課題の内容 -> 「Exercise. For every instance of the hydraulic」がある行から「[(33, 221)]」がある行までのデータを、「asphalt road」を「dirt road」に入れ替えて書き直してください。ほかの部分はそのままにしてください。

与えられたデータ ->

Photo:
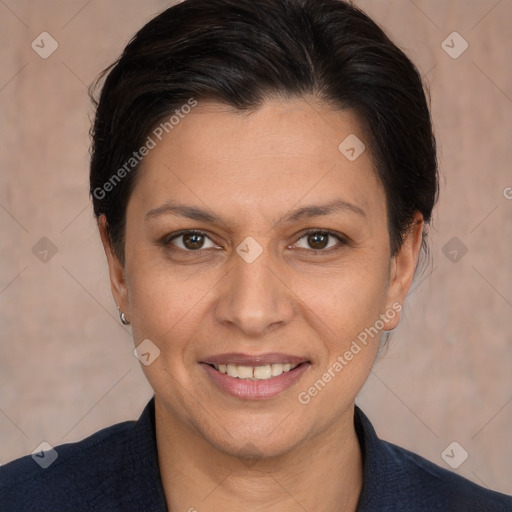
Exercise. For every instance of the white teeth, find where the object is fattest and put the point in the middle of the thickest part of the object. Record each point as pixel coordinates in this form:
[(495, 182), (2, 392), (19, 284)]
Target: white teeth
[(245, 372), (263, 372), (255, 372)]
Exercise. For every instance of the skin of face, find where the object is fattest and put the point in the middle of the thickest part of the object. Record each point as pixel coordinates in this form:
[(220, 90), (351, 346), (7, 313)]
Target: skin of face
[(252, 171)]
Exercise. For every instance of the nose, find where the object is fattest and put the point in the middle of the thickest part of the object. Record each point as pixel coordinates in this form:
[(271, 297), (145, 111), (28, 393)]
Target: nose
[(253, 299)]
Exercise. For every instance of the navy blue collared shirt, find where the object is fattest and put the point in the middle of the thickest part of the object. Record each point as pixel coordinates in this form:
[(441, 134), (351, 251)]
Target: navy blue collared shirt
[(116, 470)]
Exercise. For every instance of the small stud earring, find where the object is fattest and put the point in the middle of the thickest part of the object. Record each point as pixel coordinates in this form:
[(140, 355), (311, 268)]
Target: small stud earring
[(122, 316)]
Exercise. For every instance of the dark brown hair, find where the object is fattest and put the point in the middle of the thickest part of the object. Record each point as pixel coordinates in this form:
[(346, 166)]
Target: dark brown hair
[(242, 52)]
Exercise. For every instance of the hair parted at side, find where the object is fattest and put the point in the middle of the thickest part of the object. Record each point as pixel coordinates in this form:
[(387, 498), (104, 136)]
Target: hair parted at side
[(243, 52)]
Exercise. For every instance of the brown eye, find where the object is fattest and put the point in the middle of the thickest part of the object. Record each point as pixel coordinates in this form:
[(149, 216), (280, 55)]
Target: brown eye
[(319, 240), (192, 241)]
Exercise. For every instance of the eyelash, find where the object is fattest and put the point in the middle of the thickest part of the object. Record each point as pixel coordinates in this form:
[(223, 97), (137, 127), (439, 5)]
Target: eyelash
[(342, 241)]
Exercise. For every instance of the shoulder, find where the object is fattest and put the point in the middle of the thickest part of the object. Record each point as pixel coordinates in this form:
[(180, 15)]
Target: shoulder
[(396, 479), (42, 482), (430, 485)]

...

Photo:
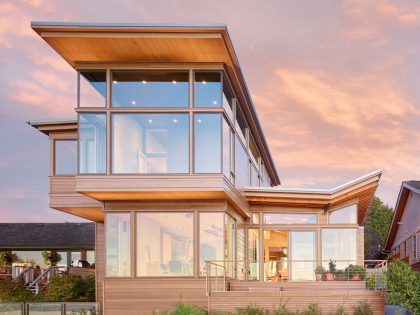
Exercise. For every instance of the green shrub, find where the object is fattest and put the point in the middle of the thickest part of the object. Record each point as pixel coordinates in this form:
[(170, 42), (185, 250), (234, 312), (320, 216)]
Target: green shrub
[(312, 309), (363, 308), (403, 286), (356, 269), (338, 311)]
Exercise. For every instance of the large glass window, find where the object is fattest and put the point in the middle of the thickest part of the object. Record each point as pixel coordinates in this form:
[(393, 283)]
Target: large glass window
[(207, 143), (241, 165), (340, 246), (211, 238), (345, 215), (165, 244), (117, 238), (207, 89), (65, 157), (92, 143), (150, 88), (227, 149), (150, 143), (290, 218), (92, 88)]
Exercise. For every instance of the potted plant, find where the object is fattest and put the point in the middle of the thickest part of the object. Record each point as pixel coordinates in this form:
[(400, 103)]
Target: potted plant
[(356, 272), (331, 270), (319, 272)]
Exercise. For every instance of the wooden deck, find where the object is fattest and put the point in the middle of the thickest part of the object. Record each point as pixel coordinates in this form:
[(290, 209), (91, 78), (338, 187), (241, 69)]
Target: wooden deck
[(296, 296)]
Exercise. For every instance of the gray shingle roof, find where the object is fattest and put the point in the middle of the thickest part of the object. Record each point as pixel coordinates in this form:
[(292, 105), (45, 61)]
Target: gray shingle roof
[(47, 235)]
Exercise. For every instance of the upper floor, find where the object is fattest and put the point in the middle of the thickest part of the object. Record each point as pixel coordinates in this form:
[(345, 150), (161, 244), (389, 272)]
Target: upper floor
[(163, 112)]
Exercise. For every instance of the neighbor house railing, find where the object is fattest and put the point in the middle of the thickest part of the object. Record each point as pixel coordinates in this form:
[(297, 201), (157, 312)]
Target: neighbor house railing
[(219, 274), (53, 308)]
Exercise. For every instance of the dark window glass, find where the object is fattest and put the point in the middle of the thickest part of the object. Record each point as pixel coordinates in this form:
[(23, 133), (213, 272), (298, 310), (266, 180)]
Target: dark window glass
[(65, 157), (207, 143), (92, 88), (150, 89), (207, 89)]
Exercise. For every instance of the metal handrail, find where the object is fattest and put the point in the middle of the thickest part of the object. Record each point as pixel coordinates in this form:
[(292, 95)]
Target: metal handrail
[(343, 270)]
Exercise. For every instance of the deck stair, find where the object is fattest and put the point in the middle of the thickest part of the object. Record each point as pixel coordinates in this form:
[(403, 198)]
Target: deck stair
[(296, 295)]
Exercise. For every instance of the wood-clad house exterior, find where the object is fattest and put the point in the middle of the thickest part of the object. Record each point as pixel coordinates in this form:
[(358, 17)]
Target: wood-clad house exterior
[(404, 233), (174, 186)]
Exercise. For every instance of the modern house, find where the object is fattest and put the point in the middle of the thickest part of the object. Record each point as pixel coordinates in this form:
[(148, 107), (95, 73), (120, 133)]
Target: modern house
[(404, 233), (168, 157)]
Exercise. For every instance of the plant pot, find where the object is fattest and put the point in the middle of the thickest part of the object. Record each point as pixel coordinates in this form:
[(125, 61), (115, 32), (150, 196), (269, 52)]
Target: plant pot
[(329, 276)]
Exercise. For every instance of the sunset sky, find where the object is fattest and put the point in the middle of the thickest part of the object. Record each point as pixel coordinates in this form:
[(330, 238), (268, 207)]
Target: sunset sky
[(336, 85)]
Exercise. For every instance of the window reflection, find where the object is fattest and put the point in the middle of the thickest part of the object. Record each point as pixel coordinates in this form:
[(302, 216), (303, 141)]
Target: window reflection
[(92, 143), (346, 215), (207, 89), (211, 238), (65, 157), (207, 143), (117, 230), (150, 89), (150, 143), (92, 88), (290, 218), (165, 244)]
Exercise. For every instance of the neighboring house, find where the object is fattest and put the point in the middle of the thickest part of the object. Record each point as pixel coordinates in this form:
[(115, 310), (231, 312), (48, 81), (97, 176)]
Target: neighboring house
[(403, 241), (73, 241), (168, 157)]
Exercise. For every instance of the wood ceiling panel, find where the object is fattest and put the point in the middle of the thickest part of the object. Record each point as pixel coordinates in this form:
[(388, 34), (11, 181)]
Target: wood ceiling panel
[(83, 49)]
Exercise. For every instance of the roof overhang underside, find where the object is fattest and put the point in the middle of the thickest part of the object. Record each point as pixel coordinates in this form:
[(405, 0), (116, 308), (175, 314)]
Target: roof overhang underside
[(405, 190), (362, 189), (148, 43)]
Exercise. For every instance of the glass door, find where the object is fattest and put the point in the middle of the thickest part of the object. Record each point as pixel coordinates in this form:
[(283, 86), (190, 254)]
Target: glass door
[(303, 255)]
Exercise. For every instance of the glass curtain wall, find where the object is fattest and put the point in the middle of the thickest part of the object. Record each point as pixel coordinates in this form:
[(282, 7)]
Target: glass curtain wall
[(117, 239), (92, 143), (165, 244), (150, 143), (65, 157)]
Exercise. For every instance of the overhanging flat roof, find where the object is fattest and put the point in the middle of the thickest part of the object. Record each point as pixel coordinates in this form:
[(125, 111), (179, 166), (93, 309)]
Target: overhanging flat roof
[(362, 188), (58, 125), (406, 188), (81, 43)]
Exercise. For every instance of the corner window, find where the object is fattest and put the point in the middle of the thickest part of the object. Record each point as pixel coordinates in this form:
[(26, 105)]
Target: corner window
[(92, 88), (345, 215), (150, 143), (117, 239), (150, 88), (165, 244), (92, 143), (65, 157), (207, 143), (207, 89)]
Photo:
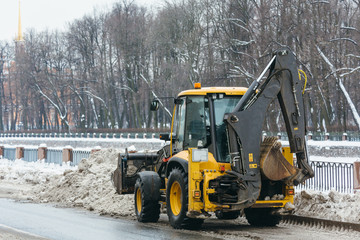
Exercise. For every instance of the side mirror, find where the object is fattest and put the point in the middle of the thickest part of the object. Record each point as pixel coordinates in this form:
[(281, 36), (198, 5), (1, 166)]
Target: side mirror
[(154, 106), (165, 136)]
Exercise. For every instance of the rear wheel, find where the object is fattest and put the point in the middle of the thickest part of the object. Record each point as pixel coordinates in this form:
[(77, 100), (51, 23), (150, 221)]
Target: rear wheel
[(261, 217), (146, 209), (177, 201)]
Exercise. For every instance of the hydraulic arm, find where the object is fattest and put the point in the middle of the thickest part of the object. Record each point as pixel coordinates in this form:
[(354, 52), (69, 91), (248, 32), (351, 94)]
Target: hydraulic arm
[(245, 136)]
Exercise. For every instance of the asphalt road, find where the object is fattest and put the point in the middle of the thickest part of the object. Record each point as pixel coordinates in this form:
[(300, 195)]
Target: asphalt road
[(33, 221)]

問題の解答 ->
Exercise. For every instance of the hydraulic arm, find where the object is fattest and put the point in the middle of the thickest part of the object. Record each point as pixel coordinates in this form:
[(354, 52), (69, 91), (248, 32), (351, 94)]
Target: hydraulic arm
[(245, 136)]
Exercise. For every instance of the dirt road, find where the object is fattest and put the point in the middle of the thickest part of the object. Record each point as pixel coordinates in this form:
[(300, 195)]
Target: dirt road
[(33, 221)]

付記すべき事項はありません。